==== TEXTE À LIRE ====

Un an après l'installation de leur campement sur les rives du canal Saint-Martin, l'association Les enfants de Don Quichotte a voulu réitérer l'initiative le 15 décembre, dans le Ve arrondissement de Paris. Mais le scénario a tourné court : les forces de l'ordre ont évacué manu militari les 250 tentes, corroborant les déclarations de la ministre du Logement qui, quelques jours plus tôt, avait affirmé que le gouvernement ne tolérerait plus de nouveaux campements. La sortie de crise a été rapide : le Premier ministre, qui a reçu le 18 décembre huit associations, les a invitées à se réunir de nouveau le 15 janvier pour signer avec l'Etat « un contrat d'objectifs et de résultats » sur l'hébergement et le logement. Le document, qui ne devrait pas se limiter à corriger le PARSA (plan d'action renforcé pour les sans-abri), devra être élaboré sous la houlette d'Etienne Pinte, député-maire (UMP) de Versailles. Le délai est très court, mais l'objectif est de s'appuyer à la fois sur les 37 recommandations du comité de suivi de la loi DALO (1) remises en octobre dernier au chef de l'Etat et sur celles du jury de la conférence de consensus, organisée les 29 et 30 novembre à l'initiative de la FNARS (Fédération nationale des associations d'accueil et de réinsertion sociale) (2).
Depuis 2006, le paysage a changé et les mêmes actions n'ont donc pas tout à fait produit les mêmes effets. A la différence de l'an dernier, où les acteurs traditionnels de la lutte pour l'accès au logement avaient d'abord été spectateurs de l'opération de trublions encore inconnus, le gouvernement a dû cette fois faire face à la fronde unie des associations. En effet, toutes - elles l'avaient souligné le 30 octobre dans un appel au chef de l'Etat (3) - constatent le manque d'engagement politique sur le sujet, et en particulier le bilan décevant du PARSA obtenu en janvier dernier à la suite des événements du canal Saint-Martin.

==== DONNÉES FOURNIES ====

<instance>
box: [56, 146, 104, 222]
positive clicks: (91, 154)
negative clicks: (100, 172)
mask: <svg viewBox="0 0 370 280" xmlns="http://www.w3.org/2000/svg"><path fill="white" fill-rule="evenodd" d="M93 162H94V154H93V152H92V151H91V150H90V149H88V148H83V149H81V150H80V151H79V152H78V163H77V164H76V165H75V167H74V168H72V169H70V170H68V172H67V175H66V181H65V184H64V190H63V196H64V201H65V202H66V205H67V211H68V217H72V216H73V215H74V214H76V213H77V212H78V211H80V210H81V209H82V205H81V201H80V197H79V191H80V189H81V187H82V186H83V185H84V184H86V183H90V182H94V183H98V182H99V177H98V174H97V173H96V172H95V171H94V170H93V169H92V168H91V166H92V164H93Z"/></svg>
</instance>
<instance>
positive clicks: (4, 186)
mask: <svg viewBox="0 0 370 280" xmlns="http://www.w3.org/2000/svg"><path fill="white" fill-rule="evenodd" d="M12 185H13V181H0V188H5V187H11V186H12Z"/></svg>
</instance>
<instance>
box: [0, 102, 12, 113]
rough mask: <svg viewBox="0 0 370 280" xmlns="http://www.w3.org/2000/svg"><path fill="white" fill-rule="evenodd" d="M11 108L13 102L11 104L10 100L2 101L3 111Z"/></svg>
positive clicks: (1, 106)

====

▸ **QUESTIONS D'ÉTUDE**
**A)** Indiquez si chacune des affirmations suivantes concorde avec le texte à lire, en répondant par oui ou par non et en citant mot pour mot les termes du texte qui tranchent : (i) les forces de l'ordre ont évacué 250 tentes ; (ii) le Premier ministre a reçu huit associations le 15 janvier ; (iii) le document doit être élaboré sous la houlette de la ministre du Logement.
**B)** Traduisez en anglais cette phrase du texte à lire : « Depuis 2006, le paysage a changé et les mêmes actions n'ont donc pas tout à fait produit les mêmes effets. »

▸ **VOS RÉPONSES**
**A)**
(i) Oui : « les forces de l'ordre ont évacué manu militari les 250 tentes ».
(ii) Non : « le Premier ministre, qui a reçu le 18 décembre huit associations ».
(iii) Non : « devra être élaboré sous la houlette d'Etienne Pinte, député-maire (UMP) de Versailles ».

**B)** Since 2006, the landscape has changed, and so the same actions have not produced quite the same effects.